**Dokumentauszug**:
● ● ● ●
Ich probiere es immer wieder, Epaper funzt nicht, da soll ich die Ausgaben kaufen und kann nur Vorschauen lesen und in der App wird bei "mein Account" plattformübergreifenden lesen meine Abo Nummer als nicht buchbar angezeigt. Natürlich kann ich hier auch nur Vorschauen lesen oder Ausgaben kaufen, obwohl ich regulär angemeldet bin.

Gute Lust habe ich und widerrufe den ganzen Rotz ...


----------



## PCGH_Thilo (5. Januar 2018)

*AW: PCGH digital lesen: Apps und Browser-Anwendung erklärt - Feedback-Thread*



MikeBBQ schrieb:


> Hallo Thilo,
> 
> ich habe am 03.01.18 gegen 13.50 Uhr eine Mail an die obige Adresse gesendet, mit Abo Nr. und Emailadresse und habe als Erläuterung diesen Forumseintrag verwendet. Bis heute Abend (04.01.18) habe ich keinerlei Info erhalten, wie lange muss ich mich bei so einer Anfrage gedulden? Hast du da Erfahrungswerte?
> 
> ...



Hallo Mike,

ich kann mich für die Unannehmlichkeiten nur entschuldigen. "Normalerweise" ist das eine einfache Aktion - bei Dir speziell rauchen gerade die Köpfe, warum es nicht klappt. Daher auch die ungewöhnliche lange Bearbeitungsdauer. Dass jetzt zwischendurch keine Meldung kommt, sieht für Dich natürlich doof aus - aber Du kannst Dir sicher sein, dass alle Beteiligten daran arbeiten.

Ich kann nur hoffen, dass Du noch etwas Geduld hast. Wenn ich ansonsten irgendwas für Dich tun kann, um Dich bei Laune zu halten, sag gerne per PM Bescheid.


----------



## MikeBBQ (5. Januar 2018)
● ● ● ●
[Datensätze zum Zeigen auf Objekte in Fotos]
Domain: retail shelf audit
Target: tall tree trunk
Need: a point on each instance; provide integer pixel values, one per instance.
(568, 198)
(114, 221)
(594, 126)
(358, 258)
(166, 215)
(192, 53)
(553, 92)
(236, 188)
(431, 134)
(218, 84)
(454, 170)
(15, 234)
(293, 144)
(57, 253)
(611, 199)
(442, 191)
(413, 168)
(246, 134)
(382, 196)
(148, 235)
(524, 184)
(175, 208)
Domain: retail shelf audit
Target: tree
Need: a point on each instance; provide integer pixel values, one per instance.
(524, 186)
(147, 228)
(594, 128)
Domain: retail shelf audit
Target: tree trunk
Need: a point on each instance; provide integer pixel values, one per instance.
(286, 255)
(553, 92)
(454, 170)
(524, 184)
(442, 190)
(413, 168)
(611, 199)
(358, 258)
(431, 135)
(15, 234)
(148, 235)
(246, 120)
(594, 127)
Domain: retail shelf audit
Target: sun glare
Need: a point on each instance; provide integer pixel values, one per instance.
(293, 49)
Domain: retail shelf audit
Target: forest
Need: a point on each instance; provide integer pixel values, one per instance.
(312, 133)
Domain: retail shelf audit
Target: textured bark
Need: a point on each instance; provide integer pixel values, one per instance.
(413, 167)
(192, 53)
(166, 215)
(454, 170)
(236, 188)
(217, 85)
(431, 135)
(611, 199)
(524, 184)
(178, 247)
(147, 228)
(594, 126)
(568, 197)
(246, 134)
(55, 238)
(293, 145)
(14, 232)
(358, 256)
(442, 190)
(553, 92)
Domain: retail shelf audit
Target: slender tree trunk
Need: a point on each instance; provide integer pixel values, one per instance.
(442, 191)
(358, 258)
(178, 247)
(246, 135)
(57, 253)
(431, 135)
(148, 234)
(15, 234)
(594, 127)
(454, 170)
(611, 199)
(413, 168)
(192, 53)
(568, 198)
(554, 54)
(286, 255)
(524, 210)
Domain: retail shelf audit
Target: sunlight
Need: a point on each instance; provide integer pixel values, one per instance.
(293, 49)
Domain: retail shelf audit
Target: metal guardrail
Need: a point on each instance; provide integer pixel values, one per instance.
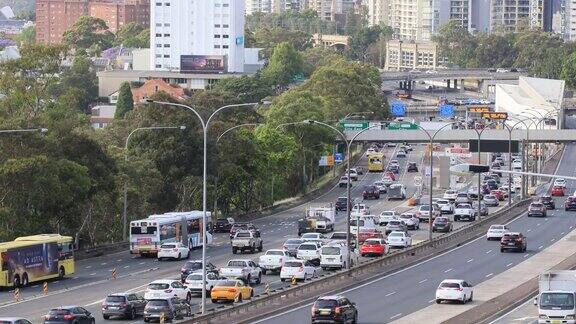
(339, 279)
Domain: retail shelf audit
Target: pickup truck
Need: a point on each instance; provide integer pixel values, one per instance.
(273, 260)
(464, 211)
(246, 240)
(245, 270)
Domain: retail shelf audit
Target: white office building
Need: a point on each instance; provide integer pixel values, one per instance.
(200, 36)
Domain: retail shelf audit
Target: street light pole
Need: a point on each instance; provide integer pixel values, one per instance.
(432, 137)
(125, 209)
(205, 126)
(348, 198)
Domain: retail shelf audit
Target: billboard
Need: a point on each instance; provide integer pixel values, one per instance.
(203, 63)
(492, 146)
(37, 260)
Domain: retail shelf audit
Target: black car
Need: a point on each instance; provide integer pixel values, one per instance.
(69, 315)
(548, 202)
(412, 167)
(334, 309)
(341, 203)
(223, 225)
(123, 305)
(191, 266)
(570, 203)
(173, 308)
(371, 192)
(441, 224)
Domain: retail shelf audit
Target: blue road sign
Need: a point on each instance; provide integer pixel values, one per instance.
(338, 157)
(447, 111)
(398, 109)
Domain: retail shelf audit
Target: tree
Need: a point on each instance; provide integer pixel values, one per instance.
(125, 101)
(89, 33)
(284, 65)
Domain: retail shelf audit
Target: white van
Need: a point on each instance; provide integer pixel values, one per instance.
(363, 224)
(334, 256)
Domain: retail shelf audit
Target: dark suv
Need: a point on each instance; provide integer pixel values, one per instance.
(548, 202)
(537, 209)
(173, 308)
(334, 309)
(570, 203)
(371, 192)
(124, 305)
(191, 266)
(223, 225)
(341, 203)
(513, 241)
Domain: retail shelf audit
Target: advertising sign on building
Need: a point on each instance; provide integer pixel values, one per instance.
(203, 63)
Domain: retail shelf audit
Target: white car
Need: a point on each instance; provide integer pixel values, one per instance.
(446, 206)
(411, 221)
(560, 182)
(194, 282)
(173, 251)
(387, 216)
(299, 269)
(309, 251)
(312, 237)
(166, 289)
(450, 195)
(496, 232)
(454, 290)
(361, 209)
(399, 239)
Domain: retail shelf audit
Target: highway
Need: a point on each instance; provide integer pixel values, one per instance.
● ● ● ●
**Zu lösende Aufgaben**:
**a)** Schreiben Sie bitte den Forumsauszug zwischen „## PCGH_Thilo (5.“ und „du da Erfahrungswerte?“ einschließlich wortgetreu ab.
**b)** Suchen Sie aus den Datensätzen jede Zeile heraus, die das Wort „white“ enthält, und übernehmen Sie sie unverändert.
Die Datensätze haben mit dem Forumsauszug nichts zu tun.

**Ergebnisse der Übung**:
**a)**
## PCGH_Thilo (5. Januar 2018)

*AW: PCGH digital lesen: Apps und Browser-Anwendung erklärt - Feedback-Thread*



MikeBBQ schrieb:


> Hallo Thilo,
> 
> ich habe am 03.01.18 gegen 13.50 Uhr eine Mail an die obige Adresse gesendet, mit Abo Nr. und Emailadresse und habe als Erläuterung diesen Forumseintrag verwendet. Bis heute Abend (04.01.18) habe ich keinerlei Info erhalten, wie lange muss ich mich bei so einer Anfrage gedulden? Hast du da Erfahrungswerte?

**b)**
Target: white office building
Target: white van
Target: white car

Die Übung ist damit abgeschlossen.